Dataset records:
--- begin ---
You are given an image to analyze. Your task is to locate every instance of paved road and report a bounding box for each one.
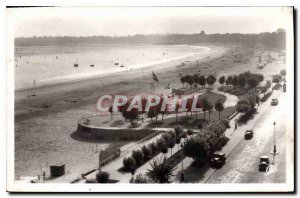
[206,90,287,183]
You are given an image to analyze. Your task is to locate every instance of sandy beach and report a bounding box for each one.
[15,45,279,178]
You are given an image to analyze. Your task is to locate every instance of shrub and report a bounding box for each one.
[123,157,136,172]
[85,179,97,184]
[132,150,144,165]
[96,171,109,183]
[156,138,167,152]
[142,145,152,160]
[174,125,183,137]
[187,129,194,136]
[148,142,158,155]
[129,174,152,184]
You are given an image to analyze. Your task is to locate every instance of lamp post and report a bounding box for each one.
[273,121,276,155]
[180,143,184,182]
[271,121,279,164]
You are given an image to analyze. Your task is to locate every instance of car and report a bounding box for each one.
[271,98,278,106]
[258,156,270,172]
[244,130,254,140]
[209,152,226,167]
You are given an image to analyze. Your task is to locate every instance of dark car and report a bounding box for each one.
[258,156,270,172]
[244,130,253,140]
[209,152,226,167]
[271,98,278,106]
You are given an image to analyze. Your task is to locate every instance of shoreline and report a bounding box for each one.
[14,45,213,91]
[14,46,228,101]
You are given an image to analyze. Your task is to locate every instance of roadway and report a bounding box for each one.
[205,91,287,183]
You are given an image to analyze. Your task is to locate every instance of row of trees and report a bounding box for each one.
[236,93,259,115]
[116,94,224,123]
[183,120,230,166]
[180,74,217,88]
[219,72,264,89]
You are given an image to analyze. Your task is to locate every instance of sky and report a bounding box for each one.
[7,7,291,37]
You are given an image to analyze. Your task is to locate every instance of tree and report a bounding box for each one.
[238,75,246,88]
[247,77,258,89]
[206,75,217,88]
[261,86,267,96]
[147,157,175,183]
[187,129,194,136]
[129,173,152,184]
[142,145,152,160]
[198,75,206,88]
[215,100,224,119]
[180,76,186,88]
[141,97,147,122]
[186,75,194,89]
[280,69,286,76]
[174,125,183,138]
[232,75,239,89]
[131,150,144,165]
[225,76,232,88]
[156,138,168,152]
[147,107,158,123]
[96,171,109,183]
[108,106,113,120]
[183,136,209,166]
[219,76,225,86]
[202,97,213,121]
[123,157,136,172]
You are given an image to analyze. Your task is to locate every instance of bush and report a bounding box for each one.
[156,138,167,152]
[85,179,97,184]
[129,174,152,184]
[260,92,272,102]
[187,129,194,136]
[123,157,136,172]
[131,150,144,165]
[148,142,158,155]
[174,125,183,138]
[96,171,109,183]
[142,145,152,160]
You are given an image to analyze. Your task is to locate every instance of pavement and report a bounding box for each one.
--- end ---
--- begin ---
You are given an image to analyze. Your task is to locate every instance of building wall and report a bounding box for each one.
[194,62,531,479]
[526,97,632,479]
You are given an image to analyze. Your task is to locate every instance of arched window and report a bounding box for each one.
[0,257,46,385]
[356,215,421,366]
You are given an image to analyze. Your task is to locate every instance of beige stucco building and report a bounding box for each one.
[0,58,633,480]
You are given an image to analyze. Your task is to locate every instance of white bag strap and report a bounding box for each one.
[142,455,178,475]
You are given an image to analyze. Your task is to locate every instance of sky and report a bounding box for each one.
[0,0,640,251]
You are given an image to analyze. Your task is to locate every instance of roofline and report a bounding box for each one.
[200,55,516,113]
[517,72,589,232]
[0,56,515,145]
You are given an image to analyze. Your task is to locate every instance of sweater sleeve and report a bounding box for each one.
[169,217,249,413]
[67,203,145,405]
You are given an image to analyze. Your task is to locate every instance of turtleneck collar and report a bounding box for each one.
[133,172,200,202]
--- end ---
• EXERCISE PROMPT
Could you copy out the records line for line, starting at the line that contains "instance of lamp" and ending at the line that contains "[205,91,287,183]", with both of those lines included?

• SOLUTION FOR THIS EXERCISE
You are given an image to analyze. Your task is to locate every instance of lamp post and report a bounding box for each one.
[273,121,276,155]
[180,143,184,182]
[271,121,279,164]
You are given an image to analyze. Your task is to locate every instance of car and report a bounding box for each one.
[271,98,278,106]
[258,156,270,172]
[244,130,254,140]
[209,152,226,167]
You are given an image to analyze. Your task is to locate every instance of dark car and report a bounding box for each one.
[258,156,270,172]
[244,130,253,140]
[209,152,226,167]
[271,98,278,106]
You are given an image to analyze. Your task is to locate every instance of shoreline and report a bounding box for each one.
[14,45,213,91]
[14,46,228,101]
You are given an image to analyze. Your task is to locate every instance of roadway and report a bounding box for each one.
[205,91,287,183]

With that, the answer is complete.